● **Exercise**
Output every line below exactly.

Saved data entries
====================

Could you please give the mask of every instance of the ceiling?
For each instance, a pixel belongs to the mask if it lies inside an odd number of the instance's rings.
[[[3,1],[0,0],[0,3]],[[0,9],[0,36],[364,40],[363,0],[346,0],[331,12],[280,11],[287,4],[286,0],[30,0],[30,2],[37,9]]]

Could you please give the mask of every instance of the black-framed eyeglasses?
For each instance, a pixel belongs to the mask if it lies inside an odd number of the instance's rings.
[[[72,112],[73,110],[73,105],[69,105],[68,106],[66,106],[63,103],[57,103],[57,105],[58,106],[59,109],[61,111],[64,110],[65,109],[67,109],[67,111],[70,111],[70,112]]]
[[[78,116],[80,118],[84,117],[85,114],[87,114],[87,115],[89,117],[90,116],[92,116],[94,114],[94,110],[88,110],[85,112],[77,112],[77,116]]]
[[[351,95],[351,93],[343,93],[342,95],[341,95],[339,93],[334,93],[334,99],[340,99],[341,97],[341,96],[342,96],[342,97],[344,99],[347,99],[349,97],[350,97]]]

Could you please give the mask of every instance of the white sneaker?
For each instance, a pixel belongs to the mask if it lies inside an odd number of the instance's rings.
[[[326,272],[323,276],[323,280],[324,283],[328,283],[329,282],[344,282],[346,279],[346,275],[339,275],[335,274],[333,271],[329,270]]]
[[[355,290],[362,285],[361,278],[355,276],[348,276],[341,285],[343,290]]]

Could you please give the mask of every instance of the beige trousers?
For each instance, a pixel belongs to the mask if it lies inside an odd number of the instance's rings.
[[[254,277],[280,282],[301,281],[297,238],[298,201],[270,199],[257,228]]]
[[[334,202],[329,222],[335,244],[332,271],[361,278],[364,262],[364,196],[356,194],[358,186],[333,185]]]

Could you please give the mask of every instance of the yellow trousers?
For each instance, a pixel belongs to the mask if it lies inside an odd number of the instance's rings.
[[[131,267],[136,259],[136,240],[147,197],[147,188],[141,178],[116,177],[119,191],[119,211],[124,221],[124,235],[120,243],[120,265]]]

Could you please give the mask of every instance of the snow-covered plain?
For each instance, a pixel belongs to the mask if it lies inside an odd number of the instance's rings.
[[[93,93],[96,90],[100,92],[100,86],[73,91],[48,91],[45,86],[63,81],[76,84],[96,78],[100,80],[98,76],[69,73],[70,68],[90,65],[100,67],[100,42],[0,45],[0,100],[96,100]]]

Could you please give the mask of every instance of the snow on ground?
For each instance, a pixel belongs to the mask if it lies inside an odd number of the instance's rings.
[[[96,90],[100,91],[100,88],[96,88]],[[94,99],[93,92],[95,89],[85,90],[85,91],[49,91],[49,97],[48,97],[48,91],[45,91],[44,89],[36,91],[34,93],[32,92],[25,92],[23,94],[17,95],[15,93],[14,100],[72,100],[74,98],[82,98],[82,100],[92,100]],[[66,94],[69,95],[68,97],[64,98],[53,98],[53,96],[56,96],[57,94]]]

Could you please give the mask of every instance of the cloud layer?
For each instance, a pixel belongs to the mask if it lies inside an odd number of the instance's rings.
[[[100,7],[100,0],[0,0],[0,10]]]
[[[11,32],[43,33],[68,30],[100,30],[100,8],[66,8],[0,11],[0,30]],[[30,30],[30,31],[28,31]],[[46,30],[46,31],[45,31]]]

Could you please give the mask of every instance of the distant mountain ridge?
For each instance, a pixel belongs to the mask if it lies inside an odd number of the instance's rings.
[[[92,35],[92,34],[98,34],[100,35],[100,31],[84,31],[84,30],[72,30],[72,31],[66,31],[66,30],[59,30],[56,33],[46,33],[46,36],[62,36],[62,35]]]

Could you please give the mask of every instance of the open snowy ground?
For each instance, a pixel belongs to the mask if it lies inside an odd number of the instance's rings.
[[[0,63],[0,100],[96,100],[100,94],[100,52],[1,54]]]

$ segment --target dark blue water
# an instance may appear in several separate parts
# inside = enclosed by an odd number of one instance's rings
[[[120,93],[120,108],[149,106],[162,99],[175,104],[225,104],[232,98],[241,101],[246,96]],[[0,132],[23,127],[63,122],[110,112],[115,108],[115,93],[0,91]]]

====================

● **Solution to this problem**
Could you please give the mask of every instance of the ceiling?
For each instance, a pixel belongs to the mask if it lies inside an odd number of the instance's rings.
[[[3,1],[0,0],[0,3]],[[0,9],[0,36],[364,40],[363,0],[346,0],[331,12],[280,11],[287,4],[286,0],[30,0],[30,2],[37,9]]]

Could you please give the mask of every instance of the black-framed eyeglasses?
For each instance, a pixel belongs to the mask if it lies inside an odd number of the instance's rings.
[[[72,112],[73,110],[73,105],[69,105],[68,106],[66,106],[63,103],[57,103],[57,105],[58,106],[59,109],[61,111],[64,110],[65,109],[67,109],[67,111],[70,111],[70,112]]]
[[[78,116],[80,118],[84,117],[85,114],[87,114],[87,115],[89,117],[90,116],[92,116],[94,114],[94,110],[88,110],[85,112],[77,112],[77,116]]]
[[[351,95],[351,93],[343,93],[342,95],[341,95],[339,93],[334,93],[334,99],[340,99],[341,97],[341,96],[342,96],[342,97],[344,99],[347,99],[349,97],[350,97]]]

Could you please give the mask of every instance of the white sneaker?
For each instance, a pixel belongs to the mask if it lies inside an odd number of the instance's rings.
[[[326,272],[323,276],[323,280],[324,283],[328,283],[329,282],[344,282],[346,279],[346,275],[339,275],[335,274],[333,271],[329,270]]]
[[[355,290],[362,285],[361,278],[355,276],[348,276],[341,285],[343,290]]]

Could you please give the mask of every instance of the beige trousers?
For each instance, a pixel belongs to the mask if it lies inside an odd number of the instance's rings.
[[[254,277],[280,282],[301,281],[297,238],[298,201],[270,199],[257,228]]]
[[[334,202],[329,222],[335,244],[332,271],[361,278],[364,262],[364,196],[356,194],[358,186],[333,185]]]

Could you please give the mask of every instance of the yellow trousers?
For each instance, a pixel belongs to the mask if it lies inside an odd number of the instance's rings.
[[[131,267],[136,259],[136,240],[147,197],[147,188],[141,178],[116,177],[119,191],[119,211],[124,221],[124,235],[120,243],[120,265]]]

Could you please give the mask of every instance of the snow-covered plain?
For each instance, a pixel belongs to the mask if it lies inside an odd number of the instance's rings.
[[[93,93],[96,90],[100,92],[100,86],[73,91],[48,91],[45,86],[63,81],[76,84],[96,78],[100,80],[98,76],[69,73],[70,68],[90,65],[100,67],[100,42],[0,45],[0,100],[96,100]]]

Could you please give the mask of every instance of the snow on ground?
For each instance, a pixel belongs to the mask if it lies inside an odd number of the instance's rings.
[[[96,90],[100,91],[100,88],[96,88]],[[94,99],[93,92],[95,89],[85,90],[85,91],[49,91],[49,97],[48,97],[48,91],[45,91],[44,89],[36,91],[34,93],[32,92],[25,92],[23,94],[17,95],[15,93],[14,100],[72,100],[74,98],[82,98],[82,100],[92,100]],[[66,94],[69,95],[68,97],[64,98],[53,98],[53,96],[56,96],[57,94]]]

Could you please give the mask of every instance of the cloud layer?
For each instance, a pixel belongs to the mask if it lies inside an odd number of the instance's rings.
[[[100,7],[100,0],[0,0],[0,10]]]
[[[11,32],[43,33],[68,30],[100,30],[100,8],[66,8],[0,11],[0,30]],[[30,30],[30,31],[28,31]],[[46,30],[46,31],[45,31]]]

Could you please give the mask of every instance of the distant mountain ridge?
For each instance, a pixel belongs to the mask if it lies inside an odd number of the instance's rings.
[[[92,35],[92,34],[98,34],[100,35],[100,31],[84,31],[84,30],[72,30],[72,31],[66,31],[66,30],[59,30],[56,33],[46,33],[46,36],[62,36],[62,35]]]

Could you please give the mask of every instance of the open snowy ground?
For each instance, a pixel belongs to the mask if it lies inside an odd number of the instance's rings.
[[[0,63],[0,100],[96,100],[100,94],[100,52],[1,54]]]

$ segment --target dark blue water
# an instance may appear in several separate parts
# inside = enclosed by an odd number of one instance's rings
[[[120,93],[120,108],[149,106],[162,99],[175,104],[225,104],[232,98],[241,101],[246,96]],[[0,132],[23,127],[63,122],[110,112],[115,108],[115,93],[0,91]]]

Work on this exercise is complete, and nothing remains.